Tally the lines among the rows below that contain the string "ocean", treating uppercase and lowercase as distinct, and give only the number.
-- Start of SUPPLIED DATA --
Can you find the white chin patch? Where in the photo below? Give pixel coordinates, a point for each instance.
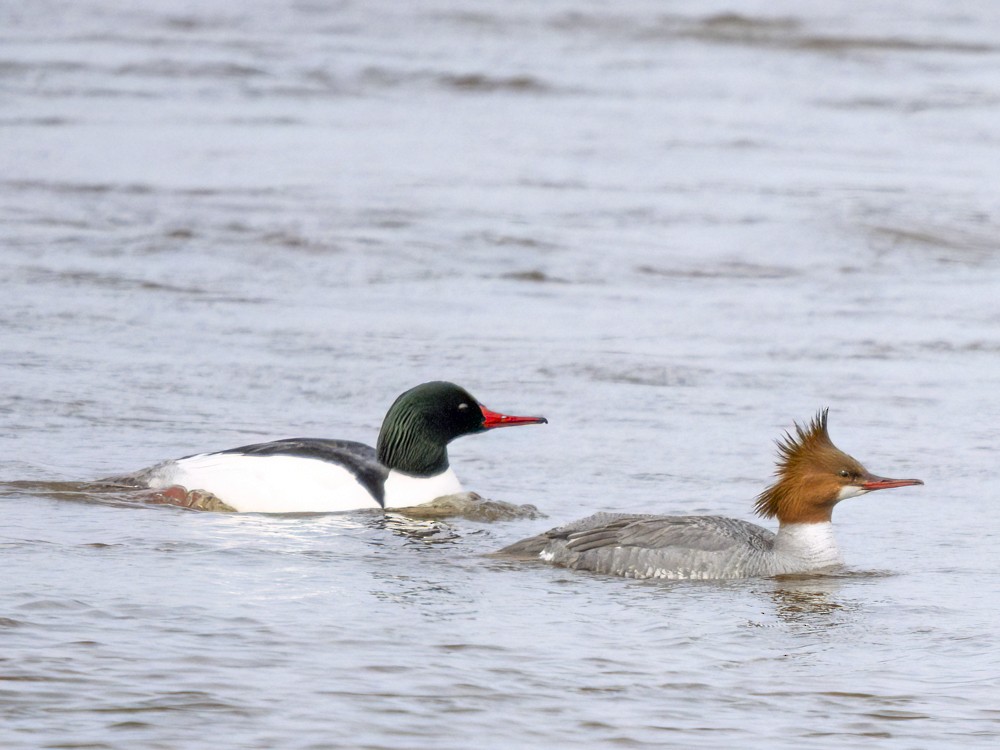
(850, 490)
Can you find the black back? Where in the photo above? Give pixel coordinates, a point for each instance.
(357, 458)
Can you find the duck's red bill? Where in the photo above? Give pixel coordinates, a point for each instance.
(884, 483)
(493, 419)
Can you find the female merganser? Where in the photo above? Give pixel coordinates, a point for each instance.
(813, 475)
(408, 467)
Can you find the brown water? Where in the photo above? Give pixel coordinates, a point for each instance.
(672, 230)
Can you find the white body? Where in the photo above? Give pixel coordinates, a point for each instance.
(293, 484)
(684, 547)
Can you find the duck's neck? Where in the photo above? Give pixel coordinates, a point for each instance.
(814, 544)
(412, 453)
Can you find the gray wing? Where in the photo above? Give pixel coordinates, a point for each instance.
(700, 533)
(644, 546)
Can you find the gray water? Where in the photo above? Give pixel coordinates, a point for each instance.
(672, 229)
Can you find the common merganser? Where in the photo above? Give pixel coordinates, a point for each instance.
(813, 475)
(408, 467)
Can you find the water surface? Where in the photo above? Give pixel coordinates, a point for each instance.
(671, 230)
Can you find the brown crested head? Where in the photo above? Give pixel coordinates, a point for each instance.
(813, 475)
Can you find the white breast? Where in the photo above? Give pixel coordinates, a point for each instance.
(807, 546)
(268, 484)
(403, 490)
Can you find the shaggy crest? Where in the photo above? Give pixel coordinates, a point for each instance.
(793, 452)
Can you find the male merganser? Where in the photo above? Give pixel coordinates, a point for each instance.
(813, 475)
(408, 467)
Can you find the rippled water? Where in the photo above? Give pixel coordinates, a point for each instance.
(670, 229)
-- End of SUPPLIED DATA --
-- Start of SUPPLIED DATA --
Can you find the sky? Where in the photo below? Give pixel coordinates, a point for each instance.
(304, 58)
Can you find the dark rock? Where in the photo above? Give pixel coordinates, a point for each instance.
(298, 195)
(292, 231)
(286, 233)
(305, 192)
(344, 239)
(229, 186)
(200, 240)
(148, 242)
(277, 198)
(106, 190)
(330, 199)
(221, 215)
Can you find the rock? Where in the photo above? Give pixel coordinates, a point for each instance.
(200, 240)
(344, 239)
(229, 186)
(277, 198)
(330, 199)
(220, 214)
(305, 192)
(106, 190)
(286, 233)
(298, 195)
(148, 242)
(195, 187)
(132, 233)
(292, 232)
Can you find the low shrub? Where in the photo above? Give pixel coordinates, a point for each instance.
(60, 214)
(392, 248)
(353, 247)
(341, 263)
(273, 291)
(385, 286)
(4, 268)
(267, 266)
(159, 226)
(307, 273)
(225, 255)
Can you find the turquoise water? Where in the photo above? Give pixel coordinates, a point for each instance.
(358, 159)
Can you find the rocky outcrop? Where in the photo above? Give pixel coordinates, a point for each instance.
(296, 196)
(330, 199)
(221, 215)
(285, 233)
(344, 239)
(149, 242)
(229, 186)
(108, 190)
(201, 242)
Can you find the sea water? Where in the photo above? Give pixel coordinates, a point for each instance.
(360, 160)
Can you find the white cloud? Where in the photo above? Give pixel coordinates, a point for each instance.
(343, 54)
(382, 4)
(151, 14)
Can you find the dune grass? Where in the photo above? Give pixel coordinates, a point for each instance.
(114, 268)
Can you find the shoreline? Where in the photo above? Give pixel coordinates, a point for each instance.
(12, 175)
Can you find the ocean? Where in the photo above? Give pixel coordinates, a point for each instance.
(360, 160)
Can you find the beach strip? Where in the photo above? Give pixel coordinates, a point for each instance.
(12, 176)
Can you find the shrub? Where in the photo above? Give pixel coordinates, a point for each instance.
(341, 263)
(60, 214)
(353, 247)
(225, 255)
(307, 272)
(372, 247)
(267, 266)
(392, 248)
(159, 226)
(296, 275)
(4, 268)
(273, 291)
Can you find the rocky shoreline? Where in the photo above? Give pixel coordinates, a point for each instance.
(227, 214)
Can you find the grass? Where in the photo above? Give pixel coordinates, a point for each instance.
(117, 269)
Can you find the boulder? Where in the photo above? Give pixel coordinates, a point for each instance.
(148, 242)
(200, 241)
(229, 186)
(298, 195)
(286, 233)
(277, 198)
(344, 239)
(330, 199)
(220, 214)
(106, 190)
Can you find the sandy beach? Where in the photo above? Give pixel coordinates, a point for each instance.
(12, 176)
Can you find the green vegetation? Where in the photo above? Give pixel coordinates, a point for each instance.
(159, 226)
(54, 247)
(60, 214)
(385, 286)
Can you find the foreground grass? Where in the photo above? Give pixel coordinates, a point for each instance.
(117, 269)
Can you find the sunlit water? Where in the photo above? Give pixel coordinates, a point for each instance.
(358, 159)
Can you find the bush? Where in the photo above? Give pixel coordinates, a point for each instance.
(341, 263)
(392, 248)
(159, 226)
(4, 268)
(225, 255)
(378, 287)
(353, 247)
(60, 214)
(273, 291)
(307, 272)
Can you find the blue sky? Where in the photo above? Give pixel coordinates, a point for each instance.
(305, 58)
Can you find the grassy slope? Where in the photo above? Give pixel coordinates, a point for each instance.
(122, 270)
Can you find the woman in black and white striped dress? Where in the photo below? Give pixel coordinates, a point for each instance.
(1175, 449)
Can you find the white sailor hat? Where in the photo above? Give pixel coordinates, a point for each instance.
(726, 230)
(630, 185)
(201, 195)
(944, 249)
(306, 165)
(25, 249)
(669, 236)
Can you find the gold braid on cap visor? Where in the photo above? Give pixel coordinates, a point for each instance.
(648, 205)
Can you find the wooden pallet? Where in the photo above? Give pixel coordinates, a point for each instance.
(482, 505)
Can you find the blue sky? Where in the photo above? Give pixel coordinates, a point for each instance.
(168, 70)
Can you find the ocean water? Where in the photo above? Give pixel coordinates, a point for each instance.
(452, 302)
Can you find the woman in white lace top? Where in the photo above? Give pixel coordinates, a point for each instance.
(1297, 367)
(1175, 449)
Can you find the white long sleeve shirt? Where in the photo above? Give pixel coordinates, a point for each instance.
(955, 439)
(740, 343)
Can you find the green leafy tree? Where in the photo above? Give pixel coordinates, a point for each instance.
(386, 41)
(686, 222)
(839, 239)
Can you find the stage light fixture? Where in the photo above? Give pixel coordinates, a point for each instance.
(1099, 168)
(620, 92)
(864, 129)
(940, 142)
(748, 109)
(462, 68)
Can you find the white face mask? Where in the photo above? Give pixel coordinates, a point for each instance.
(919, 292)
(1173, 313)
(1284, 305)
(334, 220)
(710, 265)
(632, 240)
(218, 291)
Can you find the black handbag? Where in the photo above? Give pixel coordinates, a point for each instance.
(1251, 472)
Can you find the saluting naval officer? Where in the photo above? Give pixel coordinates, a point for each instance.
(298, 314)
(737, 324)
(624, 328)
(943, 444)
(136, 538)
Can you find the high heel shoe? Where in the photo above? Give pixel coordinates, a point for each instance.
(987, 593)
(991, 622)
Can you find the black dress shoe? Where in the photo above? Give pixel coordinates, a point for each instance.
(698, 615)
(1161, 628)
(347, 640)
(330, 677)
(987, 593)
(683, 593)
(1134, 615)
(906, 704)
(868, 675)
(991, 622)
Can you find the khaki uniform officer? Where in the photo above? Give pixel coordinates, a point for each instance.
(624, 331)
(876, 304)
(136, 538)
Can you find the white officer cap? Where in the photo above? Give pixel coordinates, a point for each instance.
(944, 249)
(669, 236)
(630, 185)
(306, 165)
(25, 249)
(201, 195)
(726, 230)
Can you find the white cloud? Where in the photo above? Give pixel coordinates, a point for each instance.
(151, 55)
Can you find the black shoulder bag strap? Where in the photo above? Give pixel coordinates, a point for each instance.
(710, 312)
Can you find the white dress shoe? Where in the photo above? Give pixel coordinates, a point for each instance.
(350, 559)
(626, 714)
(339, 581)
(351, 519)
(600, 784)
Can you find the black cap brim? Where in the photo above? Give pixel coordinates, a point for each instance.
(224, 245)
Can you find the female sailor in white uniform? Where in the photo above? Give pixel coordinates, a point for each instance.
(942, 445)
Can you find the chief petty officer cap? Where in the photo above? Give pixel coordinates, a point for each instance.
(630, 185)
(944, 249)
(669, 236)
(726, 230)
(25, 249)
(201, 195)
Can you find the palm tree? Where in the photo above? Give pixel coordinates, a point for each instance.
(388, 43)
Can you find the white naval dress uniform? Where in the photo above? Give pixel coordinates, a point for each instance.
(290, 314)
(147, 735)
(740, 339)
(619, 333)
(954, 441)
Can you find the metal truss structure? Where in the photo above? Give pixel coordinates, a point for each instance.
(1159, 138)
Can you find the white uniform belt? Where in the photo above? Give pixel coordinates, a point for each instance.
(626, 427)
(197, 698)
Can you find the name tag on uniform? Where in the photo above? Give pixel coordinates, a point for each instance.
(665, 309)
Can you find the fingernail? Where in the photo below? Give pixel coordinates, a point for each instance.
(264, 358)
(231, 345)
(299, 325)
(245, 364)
-- End of SUPPLIED DATA --
**EXERCISE RESPONSE:** 2